Work to complete:
Could the data below be copied out in full, word for word?

Saved entries:

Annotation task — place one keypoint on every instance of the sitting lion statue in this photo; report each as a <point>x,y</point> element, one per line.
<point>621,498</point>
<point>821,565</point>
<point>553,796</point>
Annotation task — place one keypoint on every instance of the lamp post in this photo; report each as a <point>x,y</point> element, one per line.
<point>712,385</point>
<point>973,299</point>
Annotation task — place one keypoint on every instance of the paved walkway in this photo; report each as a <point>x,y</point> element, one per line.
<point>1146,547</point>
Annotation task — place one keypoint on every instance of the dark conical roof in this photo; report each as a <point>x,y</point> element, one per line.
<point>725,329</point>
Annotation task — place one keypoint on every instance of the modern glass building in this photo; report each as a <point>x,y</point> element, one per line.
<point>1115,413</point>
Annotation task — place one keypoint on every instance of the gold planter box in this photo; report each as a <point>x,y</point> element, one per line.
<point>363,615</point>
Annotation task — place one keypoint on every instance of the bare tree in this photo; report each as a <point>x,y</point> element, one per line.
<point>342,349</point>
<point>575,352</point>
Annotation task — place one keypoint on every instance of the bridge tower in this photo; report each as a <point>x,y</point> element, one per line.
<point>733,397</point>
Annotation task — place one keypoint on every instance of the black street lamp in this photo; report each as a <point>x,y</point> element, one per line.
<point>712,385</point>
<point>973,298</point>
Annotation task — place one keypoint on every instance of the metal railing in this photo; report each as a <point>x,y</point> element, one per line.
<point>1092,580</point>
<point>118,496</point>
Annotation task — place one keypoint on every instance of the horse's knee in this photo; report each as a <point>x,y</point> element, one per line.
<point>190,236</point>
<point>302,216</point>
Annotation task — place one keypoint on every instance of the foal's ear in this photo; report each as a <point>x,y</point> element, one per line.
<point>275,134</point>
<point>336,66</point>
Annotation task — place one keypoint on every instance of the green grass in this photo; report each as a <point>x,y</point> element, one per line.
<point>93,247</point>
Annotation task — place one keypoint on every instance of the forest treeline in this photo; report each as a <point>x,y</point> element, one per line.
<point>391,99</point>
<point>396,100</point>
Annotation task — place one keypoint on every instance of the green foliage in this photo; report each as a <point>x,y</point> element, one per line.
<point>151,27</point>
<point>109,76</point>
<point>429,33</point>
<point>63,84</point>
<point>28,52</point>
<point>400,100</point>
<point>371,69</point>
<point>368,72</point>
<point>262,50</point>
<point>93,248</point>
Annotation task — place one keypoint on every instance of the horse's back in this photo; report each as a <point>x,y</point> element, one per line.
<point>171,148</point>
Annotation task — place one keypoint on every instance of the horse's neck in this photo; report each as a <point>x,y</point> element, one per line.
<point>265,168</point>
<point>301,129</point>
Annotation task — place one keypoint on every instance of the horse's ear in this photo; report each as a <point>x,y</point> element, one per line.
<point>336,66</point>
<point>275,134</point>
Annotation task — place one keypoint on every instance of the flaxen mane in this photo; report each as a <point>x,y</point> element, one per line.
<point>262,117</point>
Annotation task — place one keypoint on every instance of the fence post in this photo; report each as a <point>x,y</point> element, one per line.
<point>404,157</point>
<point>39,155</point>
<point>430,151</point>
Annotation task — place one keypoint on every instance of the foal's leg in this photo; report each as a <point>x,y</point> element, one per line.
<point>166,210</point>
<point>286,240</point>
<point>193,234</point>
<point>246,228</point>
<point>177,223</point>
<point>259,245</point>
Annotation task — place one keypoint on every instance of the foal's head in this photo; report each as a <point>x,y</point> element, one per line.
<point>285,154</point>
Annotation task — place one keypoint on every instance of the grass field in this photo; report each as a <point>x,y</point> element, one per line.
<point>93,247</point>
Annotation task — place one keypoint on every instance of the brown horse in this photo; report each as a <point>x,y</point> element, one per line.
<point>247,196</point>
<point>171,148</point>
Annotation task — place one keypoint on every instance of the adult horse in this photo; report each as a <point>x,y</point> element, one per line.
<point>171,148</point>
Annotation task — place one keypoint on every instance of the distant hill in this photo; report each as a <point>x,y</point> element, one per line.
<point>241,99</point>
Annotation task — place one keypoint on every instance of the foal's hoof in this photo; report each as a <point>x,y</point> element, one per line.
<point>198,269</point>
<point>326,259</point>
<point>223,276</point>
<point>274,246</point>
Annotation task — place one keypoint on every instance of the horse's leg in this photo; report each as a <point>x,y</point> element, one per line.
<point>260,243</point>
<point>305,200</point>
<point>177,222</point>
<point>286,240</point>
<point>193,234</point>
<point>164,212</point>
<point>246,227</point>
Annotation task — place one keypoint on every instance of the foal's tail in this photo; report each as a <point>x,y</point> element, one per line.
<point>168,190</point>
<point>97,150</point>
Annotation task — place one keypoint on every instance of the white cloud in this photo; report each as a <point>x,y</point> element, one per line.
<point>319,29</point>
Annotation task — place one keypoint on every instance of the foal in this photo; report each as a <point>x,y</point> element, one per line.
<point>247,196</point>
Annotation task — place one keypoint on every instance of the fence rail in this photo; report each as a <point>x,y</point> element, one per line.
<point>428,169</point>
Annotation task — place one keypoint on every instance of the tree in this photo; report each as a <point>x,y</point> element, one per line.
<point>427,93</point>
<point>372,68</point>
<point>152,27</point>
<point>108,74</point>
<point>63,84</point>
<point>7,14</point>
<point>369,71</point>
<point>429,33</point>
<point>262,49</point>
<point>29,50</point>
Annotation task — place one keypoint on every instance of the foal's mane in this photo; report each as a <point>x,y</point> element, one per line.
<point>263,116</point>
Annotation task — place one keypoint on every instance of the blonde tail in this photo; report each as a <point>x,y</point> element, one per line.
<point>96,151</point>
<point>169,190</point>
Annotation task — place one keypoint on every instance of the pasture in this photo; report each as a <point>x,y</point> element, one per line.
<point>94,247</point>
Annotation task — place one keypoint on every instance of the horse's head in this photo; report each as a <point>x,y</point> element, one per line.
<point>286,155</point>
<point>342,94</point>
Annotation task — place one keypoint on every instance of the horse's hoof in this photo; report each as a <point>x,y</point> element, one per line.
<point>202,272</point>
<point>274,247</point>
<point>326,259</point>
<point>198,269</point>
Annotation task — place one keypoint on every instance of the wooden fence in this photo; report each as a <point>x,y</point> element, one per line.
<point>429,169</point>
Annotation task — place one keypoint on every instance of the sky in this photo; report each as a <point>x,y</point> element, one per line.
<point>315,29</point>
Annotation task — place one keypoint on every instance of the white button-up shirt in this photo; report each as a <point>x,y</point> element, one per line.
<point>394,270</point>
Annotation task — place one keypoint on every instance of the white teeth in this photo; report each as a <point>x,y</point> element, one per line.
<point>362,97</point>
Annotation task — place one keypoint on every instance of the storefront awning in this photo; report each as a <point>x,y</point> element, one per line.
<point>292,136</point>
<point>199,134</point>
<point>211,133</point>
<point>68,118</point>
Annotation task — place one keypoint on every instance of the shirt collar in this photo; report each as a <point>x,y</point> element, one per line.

Result for this task:
Annotation task — place one keypoint on every instance of the sitting lion statue in this photo; report each as a <point>x,y</point> element, one per line.
<point>621,498</point>
<point>821,565</point>
<point>553,796</point>
Annotation task — place one keypoint on every instance of the lamp post in this photo; report each as a <point>x,y</point> element, one per line.
<point>712,385</point>
<point>973,299</point>
Annotation task — place one keypoint on every instance of the paved walkway in this photo; report each as a <point>x,y</point> element, one per line.
<point>1146,547</point>
Annotation task — place one keypoint on every instance of the dark conical roof in this photo; report each as a <point>x,y</point> element, one per line.
<point>725,329</point>
Annotation task — place one keypoint on every instance of the modern glass building in this photo; report each as a <point>x,y</point> element, one per line.
<point>1115,413</point>
Annotation task — place one keypoint on every instance of the gold planter box in this photo; report each as a <point>x,y</point> element, one per line.
<point>363,615</point>
Annotation task — place one keypoint on every instance of the bare tree in this photo; report each as a <point>x,y</point> element, one per line.
<point>342,349</point>
<point>575,352</point>
Annotation task — place one keypoint on every instance of the bridge tower in this photo; report each as a <point>x,y</point> element, one per line.
<point>733,397</point>
Annotation task — place one keypoint on every instance of the black street lamp in this photo; report each as a <point>x,y</point> element, one per line.
<point>712,385</point>
<point>973,298</point>
Annotation task — place one keypoint on every instance of the metal railing in this photo; report each as a <point>x,y</point> element, one per line.
<point>1092,580</point>
<point>118,496</point>
Annotation task — place one keypoint on every instance of the horse's knee in this photo; report each as a <point>x,y</point> element, one per line.
<point>190,236</point>
<point>302,216</point>
Annotation task — place one keypoint on every instance of the foal's ear in this photo; report each as a <point>x,y</point> element, one per line.
<point>275,134</point>
<point>336,66</point>
Annotation task — place one keypoint on every instance of the green grass in this photo; report each as a <point>x,y</point> element, one per line.
<point>93,247</point>
Annotation task — place one keypoint on every instance of the forest treeline in this photo; report each as a <point>x,y</point> element, one per line.
<point>391,99</point>
<point>396,100</point>
Annotation task — place one keypoint on every instance of the green foliage in this photo; report each as a <point>x,y</point> element, one per line.
<point>151,27</point>
<point>109,76</point>
<point>429,33</point>
<point>63,84</point>
<point>28,52</point>
<point>400,100</point>
<point>371,69</point>
<point>368,72</point>
<point>262,50</point>
<point>93,248</point>
Annotation task — place one keypoint on every instance of the horse's back in this photo; report each as a <point>x,y</point> element, one per line.
<point>171,148</point>
Annotation task — place one keypoint on every instance of the horse's neck in this photo; report each as a <point>x,y</point> element, one per line.
<point>265,168</point>
<point>301,129</point>
Annotation task — place one keypoint on every instance of the horse's ear in this photo; report each as a <point>x,y</point> element, one per line.
<point>336,66</point>
<point>275,134</point>
Annotation task — place one keypoint on every instance of the flaxen mane in this photo; report each as a <point>x,y</point> element, one per line.
<point>262,117</point>
Annotation task — place one keypoint on every instance of the fence post in this photo; report each as a <point>x,y</point> element, one per line.
<point>404,157</point>
<point>39,155</point>
<point>430,151</point>
Annotation task — place one keypoint on every instance of the foal's leg in this photo; report each as a <point>x,y</point> element, one per line.
<point>166,210</point>
<point>286,240</point>
<point>193,234</point>
<point>246,228</point>
<point>177,223</point>
<point>259,245</point>
Annotation task — place one keypoint on every instance of the foal's head in this photo; report each as a <point>x,y</point> element, one per line.
<point>285,154</point>
Annotation task — place one keypoint on every instance of the grass field in this photo; report each as a <point>x,y</point> element, one per line.
<point>93,247</point>
Annotation task — place one keypoint on every instance of the brown horse in this photo; report each as a <point>x,y</point> element, one per line.
<point>247,196</point>
<point>171,148</point>
Annotation task — place one keypoint on every instance of the adult horse in this photo; report each as a <point>x,y</point> element, one per line.
<point>171,148</point>
Annotation task — place one keypoint on every instance of the distant hill in this photo; report each as a <point>x,y</point> element, one per line.
<point>241,99</point>
Annotation task — place one keypoint on every instance of the foal's hoof in this photo; report each as a <point>x,y</point> element, one per line.
<point>198,269</point>
<point>326,259</point>
<point>223,276</point>
<point>274,246</point>
Annotation task — place one keypoint on every instance of the horse's leg in this photo; report each as a <point>x,y</point> element, one per line.
<point>260,243</point>
<point>305,200</point>
<point>177,222</point>
<point>286,240</point>
<point>193,234</point>
<point>164,212</point>
<point>246,227</point>
Annotation task — place one keypoint on every instance of the foal's tail in this photo; report each as a <point>x,y</point> element, one per line.
<point>168,190</point>
<point>97,150</point>
Annotation task — place one keypoint on every instance of the white cloud in this photo; report each as a <point>x,y</point> element, one per line.
<point>319,29</point>
Annotation task — place one keypoint on every instance of the foal in this photo; report each as a <point>x,y</point> element, one per line.
<point>247,196</point>
Annotation task — place one keypoint on every instance of the fence rail in this photo; report each as a <point>x,y</point> element, one per line.
<point>428,169</point>
Annotation task — place one keypoint on every instance of the tree in this photo; report each as a <point>x,y</point> element, one per line.
<point>427,93</point>
<point>372,68</point>
<point>152,27</point>
<point>108,74</point>
<point>63,84</point>
<point>7,14</point>
<point>369,71</point>
<point>429,33</point>
<point>262,49</point>
<point>29,50</point>
Annotation task — place one keypoint on every instance of the foal's mane in this photo; report each as a <point>x,y</point> element, one per line.
<point>263,116</point>
Annotation task — place one keypoint on every instance of the blonde tail in this photo; report each as a <point>x,y</point> element, one per line.
<point>96,151</point>
<point>169,190</point>
Annotation task — place one keypoint on every instance of the pasture in this photo; report each as a <point>x,y</point> element, one per line.
<point>94,247</point>
Annotation task — place one keypoint on every instance of the horse's head in this photo; report each as a <point>x,y</point> element, one per line.
<point>286,155</point>
<point>342,94</point>
Annotation task — place one keypoint on every instance of the horse's hoof in this photo; report each as a <point>x,y</point> element, one per line.
<point>202,272</point>
<point>274,247</point>
<point>326,259</point>
<point>198,269</point>
Annotation task — place one keypoint on every instance of the wooden fence in this photo; report each as a <point>x,y</point> element, one per line.
<point>429,169</point>
Annotation task — place one keypoint on every instance of the sky in this photo; report each as a <point>x,y</point> element, one per line.
<point>315,29</point>
Annotation task — place one keypoint on every instance of the white button-up shirt in this photo; report each as a <point>x,y</point> element, one per line.
<point>394,270</point>
Annotation task — place one keypoint on every instance of the white teeth in this photo; report each as a <point>x,y</point> element, one per line.
<point>362,97</point>
Annotation task — place one keypoint on every instance of the storefront awning in this photo; report each as a <point>x,y</point> element, one per line.
<point>292,136</point>
<point>199,134</point>
<point>211,133</point>
<point>68,118</point>
Annotation task — place one keypoint on every instance of the shirt collar in this photo; report each as a <point>x,y</point> element, one per line.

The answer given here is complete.